Required task ->
Repeat the records below exactly as they appear.

**** Information provided ****

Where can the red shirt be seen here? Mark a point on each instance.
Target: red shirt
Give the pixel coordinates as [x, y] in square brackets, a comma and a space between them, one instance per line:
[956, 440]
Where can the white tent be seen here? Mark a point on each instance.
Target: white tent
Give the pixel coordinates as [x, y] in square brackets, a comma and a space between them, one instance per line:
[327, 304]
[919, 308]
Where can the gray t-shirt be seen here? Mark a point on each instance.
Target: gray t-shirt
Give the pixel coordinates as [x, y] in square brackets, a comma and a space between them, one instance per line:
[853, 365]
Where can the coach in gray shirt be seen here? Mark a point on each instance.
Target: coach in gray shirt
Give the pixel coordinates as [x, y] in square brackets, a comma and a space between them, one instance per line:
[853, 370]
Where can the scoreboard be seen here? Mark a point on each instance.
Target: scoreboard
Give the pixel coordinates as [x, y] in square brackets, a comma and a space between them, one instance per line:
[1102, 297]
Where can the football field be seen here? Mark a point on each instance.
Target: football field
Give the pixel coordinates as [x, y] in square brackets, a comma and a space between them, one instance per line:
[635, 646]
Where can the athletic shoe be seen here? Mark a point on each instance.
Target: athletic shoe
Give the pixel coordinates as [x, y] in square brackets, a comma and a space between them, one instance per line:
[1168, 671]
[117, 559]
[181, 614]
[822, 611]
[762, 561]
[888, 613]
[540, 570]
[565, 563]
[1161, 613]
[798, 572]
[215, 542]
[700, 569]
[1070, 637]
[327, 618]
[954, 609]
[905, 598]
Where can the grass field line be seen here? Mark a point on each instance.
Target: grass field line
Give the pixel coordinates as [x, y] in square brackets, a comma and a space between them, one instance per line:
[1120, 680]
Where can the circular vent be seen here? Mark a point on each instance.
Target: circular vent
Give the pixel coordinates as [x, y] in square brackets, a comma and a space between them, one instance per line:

****

Response below ->
Where can the red shirt be seen here? Mark a point on each instance.
Target: red shirt
Give the pixel coordinates as [x, y] in square brackets, a comma and a space between them, one instance per line:
[956, 440]
Where can the white tent be seen here? Mark a point on each instance.
Target: white tent
Give the pixel coordinates as [x, y] in square brackets, a comma and a space between them, one instance per line:
[327, 304]
[919, 308]
Where can the gray t-shirt be seen here? Mark a point on each instance.
Target: gray t-shirt
Give the pixel coordinates as [x, y] in square brackets, a comma and a space between them, one instance per line:
[853, 365]
Where can the coach in gray shirt be seen here? Mark a point on each instance.
Target: coach in gray shirt
Give the pixel coordinates as [x, y] in square brackets, a comma and a space between them, one instance per line:
[853, 370]
Where can the scoreboard be seen here? Mark a point on each instance.
Target: scoreboard
Give the pixel coordinates as [x, y] in square brackets, a comma and a space between them, one instance per line:
[1102, 297]
Where can the football field be seen here? Mark a point on each instance.
Target: football field
Give the pixel coordinates as [x, y] in square brackets, a comma and a space between them, one instance per line:
[635, 646]
Where can the athletic shoe be seen here? Mark a point on each instance.
Target: athletic shoe
Give the pixel coordinates as [x, y] in square brackets, a comma and a space between them, one instance per line:
[1168, 671]
[117, 559]
[181, 614]
[822, 611]
[762, 561]
[888, 613]
[540, 570]
[565, 563]
[1161, 613]
[798, 572]
[215, 542]
[700, 569]
[1070, 637]
[327, 618]
[954, 609]
[905, 598]
Where can the grass field line be seen here? Mark a point on each instance.
Target: grass field line
Give the pixel coordinates as [x, y] in square brackets, a comma and a space between them, one instance per line:
[1120, 680]
Where can the circular vent be seen here? Mark a point on each instance.
Target: circular vent
Give the pixel coordinates as [x, y] in square brackets, a comma and a space between them, one instance per line:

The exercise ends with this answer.